(Beginning of Provided records)
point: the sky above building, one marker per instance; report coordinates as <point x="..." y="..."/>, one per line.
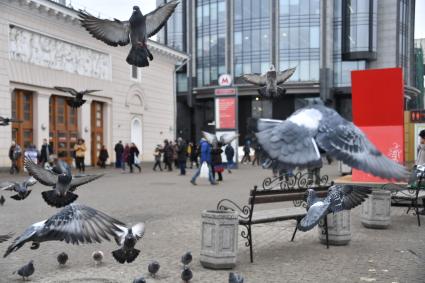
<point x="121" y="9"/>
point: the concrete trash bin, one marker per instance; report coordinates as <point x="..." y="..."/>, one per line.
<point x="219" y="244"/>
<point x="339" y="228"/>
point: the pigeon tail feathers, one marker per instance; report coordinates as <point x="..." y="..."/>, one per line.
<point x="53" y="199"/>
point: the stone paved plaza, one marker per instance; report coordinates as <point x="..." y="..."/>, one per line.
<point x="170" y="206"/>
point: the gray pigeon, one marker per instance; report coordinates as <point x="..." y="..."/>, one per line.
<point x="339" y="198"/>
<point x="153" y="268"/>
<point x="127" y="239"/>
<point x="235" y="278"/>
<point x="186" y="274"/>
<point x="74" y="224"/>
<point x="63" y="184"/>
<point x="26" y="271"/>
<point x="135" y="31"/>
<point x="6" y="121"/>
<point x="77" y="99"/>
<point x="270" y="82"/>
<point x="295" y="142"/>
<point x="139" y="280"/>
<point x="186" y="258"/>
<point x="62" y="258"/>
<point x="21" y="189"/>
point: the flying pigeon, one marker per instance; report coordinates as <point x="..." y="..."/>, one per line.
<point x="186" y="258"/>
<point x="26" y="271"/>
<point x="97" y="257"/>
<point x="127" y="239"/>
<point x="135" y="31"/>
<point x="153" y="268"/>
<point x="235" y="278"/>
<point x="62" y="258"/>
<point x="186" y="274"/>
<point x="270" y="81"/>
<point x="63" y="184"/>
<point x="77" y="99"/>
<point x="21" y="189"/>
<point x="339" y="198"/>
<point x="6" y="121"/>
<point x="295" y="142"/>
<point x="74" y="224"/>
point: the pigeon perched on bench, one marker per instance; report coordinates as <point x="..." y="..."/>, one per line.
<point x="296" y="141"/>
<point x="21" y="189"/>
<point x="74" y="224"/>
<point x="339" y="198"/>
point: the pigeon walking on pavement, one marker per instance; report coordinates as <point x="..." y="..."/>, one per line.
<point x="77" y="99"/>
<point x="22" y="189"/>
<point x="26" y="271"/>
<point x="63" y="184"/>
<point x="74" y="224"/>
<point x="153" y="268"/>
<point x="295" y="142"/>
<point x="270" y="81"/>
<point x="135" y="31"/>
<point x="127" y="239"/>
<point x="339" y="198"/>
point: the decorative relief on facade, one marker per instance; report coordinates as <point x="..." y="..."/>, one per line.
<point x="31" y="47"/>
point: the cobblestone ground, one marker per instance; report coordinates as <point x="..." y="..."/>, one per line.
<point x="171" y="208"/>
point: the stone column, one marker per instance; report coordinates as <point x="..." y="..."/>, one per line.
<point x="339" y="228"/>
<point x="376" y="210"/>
(End of Provided records)
(Beginning of Provided records)
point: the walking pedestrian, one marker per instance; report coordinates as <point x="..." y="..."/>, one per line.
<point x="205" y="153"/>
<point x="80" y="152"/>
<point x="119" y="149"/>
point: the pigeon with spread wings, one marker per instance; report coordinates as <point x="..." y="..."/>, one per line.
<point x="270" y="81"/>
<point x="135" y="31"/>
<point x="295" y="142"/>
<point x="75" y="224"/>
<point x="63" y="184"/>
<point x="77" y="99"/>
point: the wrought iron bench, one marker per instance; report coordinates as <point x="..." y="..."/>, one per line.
(End of Provided records)
The task
Look above for the line containing "point: the pigeon with". Output from there through the line containing "point: the wrought", exactly and inclusively.

Task response
point: the pigeon with spread wings, one marker per instance; report coordinates as <point x="..." y="..."/>, one per line.
<point x="270" y="81"/>
<point x="135" y="31"/>
<point x="295" y="142"/>
<point x="75" y="224"/>
<point x="63" y="184"/>
<point x="77" y="99"/>
point: the wrought iron bench, one marker per instance; report coordinates as <point x="..." y="..."/>, one per line.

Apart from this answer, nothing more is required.